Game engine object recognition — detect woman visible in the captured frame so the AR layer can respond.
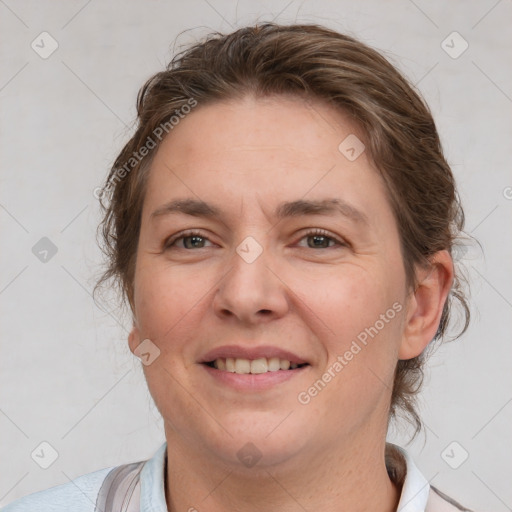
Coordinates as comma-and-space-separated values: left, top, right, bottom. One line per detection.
5, 24, 476, 512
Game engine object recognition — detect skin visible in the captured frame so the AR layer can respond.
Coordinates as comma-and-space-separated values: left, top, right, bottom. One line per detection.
129, 96, 453, 512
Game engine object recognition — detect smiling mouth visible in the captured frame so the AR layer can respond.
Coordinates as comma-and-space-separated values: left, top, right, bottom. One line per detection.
203, 357, 309, 375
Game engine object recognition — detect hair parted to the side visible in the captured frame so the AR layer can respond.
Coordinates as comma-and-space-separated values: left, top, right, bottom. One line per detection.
95, 23, 470, 438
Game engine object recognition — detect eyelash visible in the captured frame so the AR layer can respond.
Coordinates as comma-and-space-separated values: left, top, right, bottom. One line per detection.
164, 228, 348, 251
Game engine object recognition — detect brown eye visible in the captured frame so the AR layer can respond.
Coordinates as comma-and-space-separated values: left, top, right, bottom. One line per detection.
165, 231, 209, 250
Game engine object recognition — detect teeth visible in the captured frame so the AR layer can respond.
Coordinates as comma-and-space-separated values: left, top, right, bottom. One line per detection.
213, 357, 298, 374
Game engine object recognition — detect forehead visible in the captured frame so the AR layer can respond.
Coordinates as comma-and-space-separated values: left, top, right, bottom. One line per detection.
140, 97, 392, 230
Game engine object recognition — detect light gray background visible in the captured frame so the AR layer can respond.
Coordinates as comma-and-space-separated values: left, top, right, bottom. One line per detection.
0, 0, 512, 512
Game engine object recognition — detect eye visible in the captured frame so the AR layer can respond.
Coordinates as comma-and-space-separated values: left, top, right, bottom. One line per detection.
164, 230, 213, 249
301, 229, 347, 249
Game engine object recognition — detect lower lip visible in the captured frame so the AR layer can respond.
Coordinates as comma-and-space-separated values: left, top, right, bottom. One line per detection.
201, 364, 309, 391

What to work on: Rewrite the material above as a two-column CSV with the headers label_text and box_values. Give one row for each piece of text and the answer that follows it, put each field in double quotes, turn line breaks into spaces, and leave the pictures out.

Written reply:
label_text,box_values
"Game engine object recognition — detect woman visible in the captured frame so the AR layer can respond. Coordinates as comma-and-space-separated values: left, top, right, bottom. One line per detection.","5, 24, 476, 512"
"Game engine object recognition — detect skin visible in the captured frame so the AR layer can respond. Coordinates as comma-and-space-separated values: left, top, right, bottom. One line per detection.","129, 96, 453, 512"
"Game engine object recognition — detect smiling mouth visible in the captured frame so the AR layer can respond. Coordinates as comma-and-space-separated values: left, top, right, bottom. One line per detection.","203, 357, 309, 375"
"Game engine object recognition — detect hair parted to the side visible in the captured frame so the AR layer can respond. Coordinates as comma-and-space-separated values: left, top, right, bottom. One line per detection.","95, 23, 470, 438"
"Game engine object recognition — detect eyelash visible in the captured frame so the AR layer can respond. Coordinates as comma-and-space-separated values: left, top, right, bottom. One line per detection.","164, 228, 348, 251"
"Game engine object recognition — detect brown eye visible in the captured frame so the AR layer can respond. Coordinates as comma-and-space-separated values: left, top, right, bottom. One line per detection.","165, 231, 209, 250"
"Game engine object recognition — detect teeth visible in the captured frame so the AR layer can respond. Coordinates as comma-and-space-separated values: left, top, right, bottom. One line per detection.","213, 357, 298, 374"
"Game engine object recognition — detect forehead visible in the captured frame so the AR layer can respond. Coordinates as comma-and-space-separated values: left, top, right, bottom. One line per detection.","140, 97, 392, 230"
"Game engine object recognition — detect light gray background visible in the captured frame so the AR layer can respond. Coordinates as comma-and-space-separated values: left, top, right, bottom. One line per detection.","0, 0, 512, 512"
"Game engine object recognition — detect eye visible in the captured frame so the AR layer can respond. Coordinates as comma-and-space-separated values: left, top, right, bottom. One line per detection.","164, 230, 213, 249 301, 229, 347, 249"
"Game engine object recognition — detect lower lip visible in the captured frame so the AR layer can respond. Coordinates as comma-and-space-separated values: left, top, right, bottom. One line per detection.","201, 364, 309, 391"